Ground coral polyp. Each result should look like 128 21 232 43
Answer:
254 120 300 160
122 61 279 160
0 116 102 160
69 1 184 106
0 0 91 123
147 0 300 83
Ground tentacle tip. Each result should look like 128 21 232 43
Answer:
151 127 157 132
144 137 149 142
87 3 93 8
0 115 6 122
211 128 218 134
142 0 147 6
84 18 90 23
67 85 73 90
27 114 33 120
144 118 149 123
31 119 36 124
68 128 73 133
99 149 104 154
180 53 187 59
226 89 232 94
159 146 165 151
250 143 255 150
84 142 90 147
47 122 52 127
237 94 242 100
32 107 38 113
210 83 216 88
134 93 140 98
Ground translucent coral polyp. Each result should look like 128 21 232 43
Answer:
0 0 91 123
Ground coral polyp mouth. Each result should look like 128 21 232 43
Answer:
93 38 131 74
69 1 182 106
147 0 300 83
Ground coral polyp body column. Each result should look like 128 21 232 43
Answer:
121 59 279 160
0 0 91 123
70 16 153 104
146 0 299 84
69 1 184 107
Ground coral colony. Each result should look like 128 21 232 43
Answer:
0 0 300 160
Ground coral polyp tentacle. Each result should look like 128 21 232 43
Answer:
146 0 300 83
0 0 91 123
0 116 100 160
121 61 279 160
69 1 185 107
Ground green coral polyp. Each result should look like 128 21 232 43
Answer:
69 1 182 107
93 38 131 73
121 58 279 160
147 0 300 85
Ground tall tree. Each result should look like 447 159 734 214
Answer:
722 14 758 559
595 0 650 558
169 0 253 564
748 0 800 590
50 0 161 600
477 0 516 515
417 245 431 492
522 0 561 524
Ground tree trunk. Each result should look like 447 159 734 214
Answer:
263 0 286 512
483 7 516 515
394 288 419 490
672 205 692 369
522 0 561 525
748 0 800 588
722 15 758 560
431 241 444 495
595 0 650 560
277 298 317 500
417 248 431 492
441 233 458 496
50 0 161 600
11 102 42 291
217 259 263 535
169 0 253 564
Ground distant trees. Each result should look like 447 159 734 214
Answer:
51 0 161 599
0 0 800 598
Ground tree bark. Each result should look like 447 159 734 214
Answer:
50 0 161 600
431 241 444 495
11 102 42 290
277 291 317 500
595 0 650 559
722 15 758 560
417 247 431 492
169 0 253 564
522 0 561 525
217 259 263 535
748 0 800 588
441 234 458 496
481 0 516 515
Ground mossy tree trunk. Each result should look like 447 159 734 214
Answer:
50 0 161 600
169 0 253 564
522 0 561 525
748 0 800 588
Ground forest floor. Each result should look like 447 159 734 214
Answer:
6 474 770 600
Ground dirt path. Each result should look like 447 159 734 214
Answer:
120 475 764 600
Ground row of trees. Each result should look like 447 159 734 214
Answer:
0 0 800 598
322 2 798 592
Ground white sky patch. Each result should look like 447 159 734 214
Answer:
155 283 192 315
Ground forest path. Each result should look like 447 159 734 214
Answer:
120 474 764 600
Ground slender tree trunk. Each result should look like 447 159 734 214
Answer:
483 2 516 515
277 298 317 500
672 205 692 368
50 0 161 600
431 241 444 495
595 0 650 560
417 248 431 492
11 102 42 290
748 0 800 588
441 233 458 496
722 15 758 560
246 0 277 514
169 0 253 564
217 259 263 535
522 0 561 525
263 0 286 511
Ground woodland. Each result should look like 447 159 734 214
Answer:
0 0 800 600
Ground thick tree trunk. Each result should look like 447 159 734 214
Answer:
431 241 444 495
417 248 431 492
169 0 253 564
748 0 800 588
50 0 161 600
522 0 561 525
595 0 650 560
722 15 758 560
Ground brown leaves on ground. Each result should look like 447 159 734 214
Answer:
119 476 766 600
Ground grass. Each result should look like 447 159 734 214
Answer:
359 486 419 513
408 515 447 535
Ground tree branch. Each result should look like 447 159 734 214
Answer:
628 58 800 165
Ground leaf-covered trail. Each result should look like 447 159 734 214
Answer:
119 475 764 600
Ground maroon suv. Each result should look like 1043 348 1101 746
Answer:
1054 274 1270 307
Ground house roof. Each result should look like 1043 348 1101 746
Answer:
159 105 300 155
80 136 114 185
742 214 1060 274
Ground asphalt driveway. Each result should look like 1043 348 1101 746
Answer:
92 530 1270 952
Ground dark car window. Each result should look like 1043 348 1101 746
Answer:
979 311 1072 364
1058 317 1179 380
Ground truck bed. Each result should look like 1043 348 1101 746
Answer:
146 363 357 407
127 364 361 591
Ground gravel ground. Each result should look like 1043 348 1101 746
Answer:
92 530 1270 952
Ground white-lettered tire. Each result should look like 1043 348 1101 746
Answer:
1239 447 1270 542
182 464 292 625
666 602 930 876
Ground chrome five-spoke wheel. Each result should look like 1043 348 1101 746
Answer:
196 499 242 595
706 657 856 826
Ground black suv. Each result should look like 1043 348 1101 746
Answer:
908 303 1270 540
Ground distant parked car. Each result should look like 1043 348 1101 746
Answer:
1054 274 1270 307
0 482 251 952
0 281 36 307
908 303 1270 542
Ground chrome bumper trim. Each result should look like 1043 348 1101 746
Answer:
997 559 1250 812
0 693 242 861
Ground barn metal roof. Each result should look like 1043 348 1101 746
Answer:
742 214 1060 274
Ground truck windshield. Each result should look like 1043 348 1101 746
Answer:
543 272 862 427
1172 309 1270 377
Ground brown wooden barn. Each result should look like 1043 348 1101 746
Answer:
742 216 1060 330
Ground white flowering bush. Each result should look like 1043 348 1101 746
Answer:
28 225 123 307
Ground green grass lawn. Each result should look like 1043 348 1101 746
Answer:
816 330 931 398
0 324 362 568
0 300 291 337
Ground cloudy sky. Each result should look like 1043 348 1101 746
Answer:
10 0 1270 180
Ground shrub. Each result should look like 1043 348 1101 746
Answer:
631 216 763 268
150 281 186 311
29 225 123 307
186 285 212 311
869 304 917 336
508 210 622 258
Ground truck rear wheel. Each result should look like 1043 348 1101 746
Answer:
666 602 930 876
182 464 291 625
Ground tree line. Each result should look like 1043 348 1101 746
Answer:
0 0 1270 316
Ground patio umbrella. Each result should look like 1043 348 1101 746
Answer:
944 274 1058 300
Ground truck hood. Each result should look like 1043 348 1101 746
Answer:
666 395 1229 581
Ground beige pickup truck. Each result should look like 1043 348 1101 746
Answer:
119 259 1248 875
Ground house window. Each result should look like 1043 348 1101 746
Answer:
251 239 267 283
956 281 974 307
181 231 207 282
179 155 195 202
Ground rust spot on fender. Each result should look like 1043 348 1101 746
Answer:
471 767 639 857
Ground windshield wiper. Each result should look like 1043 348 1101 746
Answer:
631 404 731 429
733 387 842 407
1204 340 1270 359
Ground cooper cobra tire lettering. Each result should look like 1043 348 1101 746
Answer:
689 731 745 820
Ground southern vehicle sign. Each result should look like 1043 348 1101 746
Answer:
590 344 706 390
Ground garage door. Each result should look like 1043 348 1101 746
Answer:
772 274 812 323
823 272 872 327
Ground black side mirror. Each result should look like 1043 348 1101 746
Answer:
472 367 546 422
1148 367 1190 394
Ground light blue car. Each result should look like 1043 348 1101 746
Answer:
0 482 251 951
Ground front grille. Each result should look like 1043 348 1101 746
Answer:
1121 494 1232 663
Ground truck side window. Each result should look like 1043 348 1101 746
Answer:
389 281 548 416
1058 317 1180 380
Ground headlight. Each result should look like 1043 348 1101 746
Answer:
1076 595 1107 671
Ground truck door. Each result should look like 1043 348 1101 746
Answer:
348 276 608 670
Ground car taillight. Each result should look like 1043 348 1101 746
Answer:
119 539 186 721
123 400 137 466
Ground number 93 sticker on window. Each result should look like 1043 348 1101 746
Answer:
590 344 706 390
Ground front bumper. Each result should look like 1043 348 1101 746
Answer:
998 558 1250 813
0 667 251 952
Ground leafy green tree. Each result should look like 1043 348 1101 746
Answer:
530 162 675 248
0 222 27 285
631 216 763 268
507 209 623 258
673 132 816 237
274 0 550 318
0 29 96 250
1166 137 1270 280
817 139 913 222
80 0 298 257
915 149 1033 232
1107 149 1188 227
__________________________________________________
- [What you are asked to do]
Write out the stretch of the listing from the line containing "Ground coral polyp mouth." through the line containing "120 475 764 600", without changing anything.

- [Answer to this problem]
Ground coral polyp mouth. Each result should look like 128 21 232 43
Answer:
93 38 131 74
69 1 182 106
147 0 300 83
Ground coral polyp body column. Each result should look like 128 21 232 43
Answer:
121 59 279 160
0 0 91 123
70 16 153 104
146 0 299 84
69 1 184 107
Ground coral colony. Each result should look like 128 21 232 43
Answer:
0 0 300 160
Ground coral polyp tentacle. Each result should look like 128 21 232 43
Answer:
146 0 300 83
0 0 91 123
0 116 100 160
121 61 279 160
69 1 185 107
Ground green coral polyp. Each result should look like 128 21 232 43
Answer:
69 1 182 107
93 38 131 73
121 58 279 160
147 0 300 85
Ground tall tree. Each result should look like 447 159 734 214
Answer:
722 14 758 559
595 0 650 558
169 0 253 564
748 0 800 590
50 0 161 600
477 0 516 515
417 245 431 492
522 0 561 524
Ground tree trunk. Each result should look like 447 159 734 214
Answer:
263 0 286 512
483 7 516 515
394 288 419 490
672 205 692 369
522 0 561 525
748 0 800 588
722 15 758 560
431 241 444 495
595 0 650 560
277 298 317 500
417 248 431 492
441 233 458 496
50 0 161 600
11 102 42 291
217 259 263 535
169 0 253 564
Ground distant trees. Each result should look like 447 159 734 214
Answer:
51 0 161 599
0 0 800 598
Ground tree bark. Each result should look like 447 159 734 214
Answer:
50 0 161 600
431 241 444 495
11 102 42 290
277 291 317 500
595 0 650 559
722 15 758 560
417 247 431 492
169 0 253 564
522 0 561 525
217 259 263 535
748 0 800 588
441 234 458 496
481 0 516 515
Ground mossy tree trunk. Each result should look like 447 159 734 214
Answer:
50 0 161 600
169 0 253 564
522 0 561 525
748 0 800 588
Ground forest floor. Each result should look like 447 159 734 214
Answer:
6 474 770 600
Ground dirt path. Each result should look like 447 159 734 214
Answer:
120 475 764 600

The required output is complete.